### Task goal
Your task is to return the data below, word for word.

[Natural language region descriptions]

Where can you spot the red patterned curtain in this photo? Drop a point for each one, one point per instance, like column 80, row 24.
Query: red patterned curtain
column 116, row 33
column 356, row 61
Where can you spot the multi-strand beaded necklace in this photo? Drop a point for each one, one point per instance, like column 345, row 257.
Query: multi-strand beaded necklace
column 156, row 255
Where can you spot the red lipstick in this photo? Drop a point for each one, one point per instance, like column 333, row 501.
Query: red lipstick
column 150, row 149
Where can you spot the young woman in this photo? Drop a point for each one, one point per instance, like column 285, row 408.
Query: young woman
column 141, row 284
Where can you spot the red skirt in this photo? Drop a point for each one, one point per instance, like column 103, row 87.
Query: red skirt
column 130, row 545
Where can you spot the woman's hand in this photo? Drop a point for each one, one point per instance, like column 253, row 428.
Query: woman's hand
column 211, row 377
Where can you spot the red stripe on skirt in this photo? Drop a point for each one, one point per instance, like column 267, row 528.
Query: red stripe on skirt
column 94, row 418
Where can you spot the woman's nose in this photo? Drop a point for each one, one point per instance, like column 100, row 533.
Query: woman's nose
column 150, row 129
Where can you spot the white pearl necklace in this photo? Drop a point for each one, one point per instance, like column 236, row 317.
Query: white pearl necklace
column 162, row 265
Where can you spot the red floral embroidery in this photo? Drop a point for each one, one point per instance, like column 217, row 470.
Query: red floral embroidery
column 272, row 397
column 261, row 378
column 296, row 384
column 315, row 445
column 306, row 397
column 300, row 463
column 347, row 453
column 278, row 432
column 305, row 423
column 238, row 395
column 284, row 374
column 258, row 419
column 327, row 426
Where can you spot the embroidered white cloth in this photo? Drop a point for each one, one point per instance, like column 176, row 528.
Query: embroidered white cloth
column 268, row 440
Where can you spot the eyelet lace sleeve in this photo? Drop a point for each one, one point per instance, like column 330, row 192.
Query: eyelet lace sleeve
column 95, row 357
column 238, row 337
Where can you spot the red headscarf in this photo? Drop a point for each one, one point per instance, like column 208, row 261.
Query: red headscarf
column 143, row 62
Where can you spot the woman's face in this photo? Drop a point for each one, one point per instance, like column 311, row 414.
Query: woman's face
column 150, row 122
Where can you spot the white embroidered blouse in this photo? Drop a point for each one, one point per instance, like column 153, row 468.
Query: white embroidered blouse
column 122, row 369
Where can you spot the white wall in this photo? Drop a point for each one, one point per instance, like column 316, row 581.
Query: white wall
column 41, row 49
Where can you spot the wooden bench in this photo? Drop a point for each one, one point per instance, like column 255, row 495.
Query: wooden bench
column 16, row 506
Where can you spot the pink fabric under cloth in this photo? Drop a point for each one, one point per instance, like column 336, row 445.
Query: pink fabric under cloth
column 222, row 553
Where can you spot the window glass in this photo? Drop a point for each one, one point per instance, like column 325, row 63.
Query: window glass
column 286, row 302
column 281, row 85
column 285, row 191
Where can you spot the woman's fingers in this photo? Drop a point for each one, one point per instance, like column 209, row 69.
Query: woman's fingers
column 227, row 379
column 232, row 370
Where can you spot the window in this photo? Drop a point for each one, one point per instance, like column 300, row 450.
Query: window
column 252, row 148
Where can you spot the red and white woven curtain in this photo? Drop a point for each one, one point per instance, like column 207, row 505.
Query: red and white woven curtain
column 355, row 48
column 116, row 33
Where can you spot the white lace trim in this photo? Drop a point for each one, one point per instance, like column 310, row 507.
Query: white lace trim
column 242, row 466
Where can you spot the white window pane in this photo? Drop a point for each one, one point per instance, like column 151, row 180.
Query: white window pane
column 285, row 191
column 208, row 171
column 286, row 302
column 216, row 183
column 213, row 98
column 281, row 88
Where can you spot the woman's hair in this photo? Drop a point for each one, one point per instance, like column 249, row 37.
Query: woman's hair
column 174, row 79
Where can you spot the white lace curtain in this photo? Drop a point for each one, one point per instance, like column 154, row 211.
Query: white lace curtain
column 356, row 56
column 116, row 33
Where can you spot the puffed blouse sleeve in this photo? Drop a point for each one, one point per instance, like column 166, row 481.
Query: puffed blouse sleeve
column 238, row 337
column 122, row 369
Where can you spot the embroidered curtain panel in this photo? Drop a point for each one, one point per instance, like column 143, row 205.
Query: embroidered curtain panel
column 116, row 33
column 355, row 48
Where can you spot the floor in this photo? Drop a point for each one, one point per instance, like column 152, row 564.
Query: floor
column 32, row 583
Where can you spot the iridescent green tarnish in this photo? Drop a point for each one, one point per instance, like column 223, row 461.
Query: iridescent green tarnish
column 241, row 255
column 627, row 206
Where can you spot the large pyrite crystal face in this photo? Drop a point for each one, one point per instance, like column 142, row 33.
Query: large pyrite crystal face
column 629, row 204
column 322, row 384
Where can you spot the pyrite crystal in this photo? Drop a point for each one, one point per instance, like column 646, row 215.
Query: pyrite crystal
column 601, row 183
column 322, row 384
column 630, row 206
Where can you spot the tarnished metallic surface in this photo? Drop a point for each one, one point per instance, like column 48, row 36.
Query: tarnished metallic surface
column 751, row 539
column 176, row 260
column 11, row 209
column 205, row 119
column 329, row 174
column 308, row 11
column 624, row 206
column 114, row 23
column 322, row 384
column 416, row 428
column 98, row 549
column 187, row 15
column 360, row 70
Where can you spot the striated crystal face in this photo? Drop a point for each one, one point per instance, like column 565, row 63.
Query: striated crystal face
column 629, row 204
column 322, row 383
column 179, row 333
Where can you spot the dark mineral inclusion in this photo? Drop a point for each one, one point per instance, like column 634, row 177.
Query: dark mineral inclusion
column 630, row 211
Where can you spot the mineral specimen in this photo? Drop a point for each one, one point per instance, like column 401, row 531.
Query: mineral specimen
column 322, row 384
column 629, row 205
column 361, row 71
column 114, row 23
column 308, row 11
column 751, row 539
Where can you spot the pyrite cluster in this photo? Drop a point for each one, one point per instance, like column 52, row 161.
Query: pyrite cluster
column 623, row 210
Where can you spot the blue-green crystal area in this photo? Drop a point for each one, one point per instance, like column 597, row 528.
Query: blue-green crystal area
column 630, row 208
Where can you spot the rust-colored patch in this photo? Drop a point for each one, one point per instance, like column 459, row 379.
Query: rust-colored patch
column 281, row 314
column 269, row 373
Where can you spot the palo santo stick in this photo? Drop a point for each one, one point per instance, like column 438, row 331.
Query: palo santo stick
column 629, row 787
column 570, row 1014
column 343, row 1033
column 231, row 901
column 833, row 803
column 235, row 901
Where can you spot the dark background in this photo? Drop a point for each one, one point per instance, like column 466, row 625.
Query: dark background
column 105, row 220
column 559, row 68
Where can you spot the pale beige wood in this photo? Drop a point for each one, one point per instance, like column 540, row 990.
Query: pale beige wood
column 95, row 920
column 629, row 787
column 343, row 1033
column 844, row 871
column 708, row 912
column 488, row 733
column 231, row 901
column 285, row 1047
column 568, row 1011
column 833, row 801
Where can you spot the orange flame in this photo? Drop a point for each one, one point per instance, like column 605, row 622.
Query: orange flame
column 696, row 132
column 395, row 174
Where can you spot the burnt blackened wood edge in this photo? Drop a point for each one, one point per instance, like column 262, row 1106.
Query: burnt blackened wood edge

### Your solution
Where can you spot the red patterned curtain in this photo? Drop a point for each one, one point per instance, like column 80, row 24.
Query: red patterned curtain
column 116, row 33
column 356, row 61
Where can you spot the multi-strand beaded necklace in this photo? Drop a point for each one, one point per instance, like column 345, row 257.
Query: multi-strand beaded necklace
column 156, row 255
Where can you spot the red lipstick in this photo? Drop a point for each one, one point per instance, like column 333, row 501.
Query: red lipstick
column 150, row 149
Where can you spot the young woman in this photo? Drop a point for each one, one point per instance, like column 285, row 408.
Query: young woman
column 141, row 284
Where can you spot the red skirt in this photo? Drop a point for each one, one point per instance, like column 103, row 87.
Query: red skirt
column 130, row 545
Where can you spot the woman's hand in this photo? Drop a point for each one, one point per instance, like column 253, row 428.
Query: woman's hand
column 211, row 377
Where can you spot the red stripe on skirt in this photo? Drop a point for each one, one point per instance, like column 267, row 528.
Query: red stripe on skirt
column 94, row 418
Where can you spot the woman's nose in this photo? Drop a point for each one, one point per instance, like column 100, row 533.
Query: woman's nose
column 150, row 129
Where can you spot the white pearl necklace in this photo? Drop a point for each one, one point per instance, like column 236, row 317.
Query: white pearl necklace
column 162, row 265
Where can you spot the red floral embroidery in this photo? Drop a point for each one, one point per instance, like column 217, row 470.
Query: red floral embroidery
column 272, row 397
column 261, row 378
column 296, row 384
column 315, row 445
column 306, row 397
column 300, row 463
column 347, row 453
column 278, row 432
column 305, row 423
column 238, row 395
column 284, row 374
column 258, row 419
column 327, row 426
Where can you spot the embroidered white cloth in this photo? Drop a point for each one, one point per instance, like column 176, row 528.
Query: embroidered white cloth
column 268, row 440
Where can you spot the eyelet lace sleeve in this photo? Drop a point for each one, one point per instance, like column 330, row 192.
Query: eyelet lace sleeve
column 95, row 357
column 238, row 337
Where can you spot the red headscarf in this photo? Drop a point for each one, one point per instance, like column 208, row 261.
Query: red headscarf
column 143, row 62
Where can you spot the woman's face in this photo? Drop a point for each one, one point per instance, like column 311, row 414.
Query: woman's face
column 150, row 122
Where can you spot the white embroidered blouse in this photo? Drop a point for each one, one point per instance, like column 153, row 468.
Query: white embroidered blouse
column 122, row 369
Where can you spot the white wall in this photo? Drop a point for each one, one point per instance, like column 316, row 581.
Query: white wall
column 41, row 49
Where can you spot the wooden bench in this photo? Drop a point for each one, one point per instance, like column 255, row 495.
Query: wooden bench
column 16, row 506
Where can you spot the pink fabric under cloth in this photo? Drop a point for each one, one point per instance, like column 336, row 445.
Query: pink fabric under cloth
column 222, row 553
Where can you spot the window glass in this photo? Drop a point for each one, one point per instance, like column 325, row 63.
Query: window glass
column 286, row 302
column 281, row 85
column 285, row 191
Where can you spot the woman's fingers in this photo? Drop a point for each one, one point per instance, like column 209, row 69.
Query: woman's fingers
column 227, row 379
column 232, row 370
Where can you spot the window in this photo? Drop a point for each one, one point per instance, like column 300, row 450.
Query: window
column 252, row 148
Where can you spot the red and white woven curtain in this photo? Drop a point for each one, one point per instance, like column 207, row 505.
Query: red and white woven curtain
column 355, row 48
column 116, row 33
Where can you spot the white lace trim in this photo? Drop a point for each one, one point per instance, like column 310, row 507.
Query: white lace trim
column 242, row 466
Where can you spot the white window pane in this photo? Drop a point for each one, one point per instance, like column 151, row 180.
Query: white window pane
column 285, row 191
column 208, row 171
column 286, row 302
column 216, row 183
column 213, row 98
column 281, row 88
Where can you spot the woman's hair in this photo? Drop a point for each one, one point per instance, like column 249, row 37.
Query: woman's hair
column 174, row 79
Where can you spot the white lace curtain in this photo? Drop a point for each one, one point per instance, like column 154, row 211.
Query: white lace curtain
column 356, row 56
column 116, row 33
Where can you spot the puffed blouse sleeve in this photo? Drop a point for each one, one point per instance, like column 166, row 481.
Query: puffed blouse sleeve
column 238, row 337
column 122, row 369
Where can you spot the embroidered curtain panel in this photo? Drop a point for each one, one point per instance, like column 143, row 205.
Query: embroidered curtain panel
column 116, row 33
column 355, row 48
Where can you spot the floor in this photo? Drop a point for each one, one point per instance, like column 152, row 564.
Query: floor
column 32, row 583
Where can you spot the iridescent green tarnish in this photo? Drop a point for each one, one point per instance, like column 223, row 461.
Query: iridescent green tarnish
column 241, row 255
column 627, row 206
Where can you spot the large pyrite crystal face in this photo? Drop a point for each one, one point per instance, like column 142, row 33.
Query: large pyrite crystal face
column 629, row 204
column 322, row 384
Where can you spot the pyrite crystal in this photo? Drop a point for each one, one point per instance, like column 646, row 215.
Query: pyrite crystal
column 601, row 183
column 322, row 384
column 630, row 206
Where can you spot the tarnished metallic surface in this photo? Drop a point for each one, one point per instance, like column 48, row 36.
Query: tarnished metallic surface
column 751, row 539
column 176, row 260
column 11, row 209
column 205, row 119
column 329, row 174
column 308, row 11
column 624, row 206
column 114, row 23
column 322, row 384
column 416, row 428
column 98, row 549
column 187, row 15
column 360, row 70
Where can you spot the striated crystal face in this photo? Drop a point for each one, one point per instance, like column 565, row 63.
Query: striated crystal face
column 629, row 204
column 322, row 383
column 179, row 333
Where can you spot the dark mineral inclusion in this photo? Drop a point for each one, one point per instance, like column 634, row 177.
Query: dark mineral inclusion
column 630, row 211
Where can you spot the mineral specimen in this photo? Drop a point for each one, one point per instance, like column 401, row 531.
Query: mineral specimen
column 322, row 384
column 629, row 205
column 361, row 71
column 114, row 23
column 308, row 11
column 751, row 539
Where can you spot the pyrite cluster in this photo? Drop a point for each one, one point per instance, like column 52, row 161.
Query: pyrite cluster
column 623, row 210
Where can you spot the blue-green crystal area in this photo? Drop a point for each one, one point per instance, like column 597, row 528.
Query: blue-green crystal area
column 630, row 208
Where can you spot the rust-colored patch in this photo? Drop a point for each one, one point per instance, like column 459, row 379.
Query: rust-colored patch
column 281, row 314
column 269, row 373
Where can you spot the palo santo stick in this photo? Drop a point for each one, one point per instance, like column 438, row 331.
Query: palo santo stick
column 629, row 787
column 570, row 1014
column 343, row 1033
column 231, row 901
column 833, row 803
column 235, row 901
Where can you spot the dark background in this photo? Drop a point for each one, one point per instance, like column 466, row 625.
Query: dark background
column 105, row 220
column 559, row 68
Where can you spot the pale beige wood in this photo? Drop a point for each one, one point per instance, like column 540, row 990.
Query: pale beige wood
column 95, row 920
column 629, row 787
column 343, row 1033
column 844, row 871
column 708, row 912
column 488, row 733
column 231, row 901
column 285, row 1047
column 568, row 1011
column 833, row 801
Where can you spot the orange flame in this photo? Drop a point for each one, one point per instance, like column 605, row 622.
Query: orange flame
column 696, row 132
column 395, row 174
Where can you spot the burnt blackened wood edge in this photo? Drop a point for each one, one point per instance, like column 262, row 1106.
Query: burnt blackened wood edge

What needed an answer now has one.